**What is required:** Express each line of the material below as one string in a JSON list, skipping any blank lines.

**Records for processing:**
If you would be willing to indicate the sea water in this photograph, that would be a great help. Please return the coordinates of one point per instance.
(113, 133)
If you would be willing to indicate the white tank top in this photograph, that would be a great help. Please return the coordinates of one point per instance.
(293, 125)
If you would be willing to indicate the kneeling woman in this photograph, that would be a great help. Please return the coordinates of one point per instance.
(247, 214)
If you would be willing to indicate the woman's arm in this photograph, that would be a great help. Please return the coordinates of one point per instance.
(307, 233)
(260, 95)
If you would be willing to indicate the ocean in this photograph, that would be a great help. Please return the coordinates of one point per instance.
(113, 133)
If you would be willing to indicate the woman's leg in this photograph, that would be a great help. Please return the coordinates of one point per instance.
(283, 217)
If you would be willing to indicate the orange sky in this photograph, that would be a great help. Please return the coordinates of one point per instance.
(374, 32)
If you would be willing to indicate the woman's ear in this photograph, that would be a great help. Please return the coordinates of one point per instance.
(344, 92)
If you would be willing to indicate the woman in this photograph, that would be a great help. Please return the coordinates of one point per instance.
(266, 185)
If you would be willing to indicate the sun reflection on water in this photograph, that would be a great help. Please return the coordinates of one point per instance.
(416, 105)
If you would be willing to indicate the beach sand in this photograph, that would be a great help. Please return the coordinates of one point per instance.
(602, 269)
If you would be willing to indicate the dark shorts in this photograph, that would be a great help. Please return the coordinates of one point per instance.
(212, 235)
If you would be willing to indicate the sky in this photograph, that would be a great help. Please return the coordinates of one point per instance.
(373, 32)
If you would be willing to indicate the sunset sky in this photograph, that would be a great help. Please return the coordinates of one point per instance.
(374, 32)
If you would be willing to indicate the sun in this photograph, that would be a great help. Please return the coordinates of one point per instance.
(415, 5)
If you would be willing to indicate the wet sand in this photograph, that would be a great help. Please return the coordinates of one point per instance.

**Correct response:**
[
  "If you would be willing to indicate the sea water in this photograph, that would be a great help. Please return the coordinates of one point per instance.",
  "(113, 133)",
  "If you would be willing to indicate the white tank top in this photograph, that would be a great help. Please return the coordinates of one point per instance.",
  "(293, 125)",
  "If you would be willing to indicate the kneeling woman in this photograph, that would be a great help. Please return the coordinates of one point per instance.",
  "(247, 214)",
  "If you would be willing to indicate the woman's arm in this photograph, that would be a great help. Please return the coordinates of one point per instance.",
  "(307, 233)",
  "(260, 95)",
  "If you would be willing to indicate the ocean in this photograph, that would be a great help. Please return the coordinates of one point per instance.",
  "(113, 133)",
  "If you would be willing to indicate the woman's leg in this photograph, that would be a great help. Please return the coordinates of one point per instance.",
  "(283, 217)",
  "If you would be willing to indicate the orange sky in this photograph, that would be a great help. Please return the coordinates of one point per instance.",
  "(374, 32)",
  "If you would be willing to indicate the woman's ear in this photograph, that would be a great help. Please return the coordinates of one point per instance.",
  "(344, 92)",
  "If you would be willing to indicate the woman in this photograph, that would be a great help. Please return the coordinates of one point per instance.",
  "(266, 185)",
  "If you would be willing to indicate the sun reflection on water in this photograph, that would be a great help. Please return the coordinates of one point per instance.",
  "(416, 105)",
  "If you would be willing to indicate the beach sand in this photograph, that would be a great help. Please return the coordinates of one point per instance.",
  "(602, 269)",
  "If you would be willing to indicate the dark shorts in this photograph, that would be a great help. Please return the coordinates of one point per instance.",
  "(212, 235)",
  "If you would be willing to indicate the sky in this photograph, that would be a great help. Please return the coordinates of one point per instance.",
  "(373, 32)",
  "If you would be willing to indicate the sunset sky in this photograph, that would be a great help. Please return the coordinates of one point per instance.",
  "(374, 32)",
  "If you would be willing to indicate the sun in this photograph, that would be a great help. Please return the coordinates of one point per instance.",
  "(415, 5)",
  "If you would be willing to indicate the wet sand in this photograph, that would be a great help. Please return the coordinates of one point per instance."
]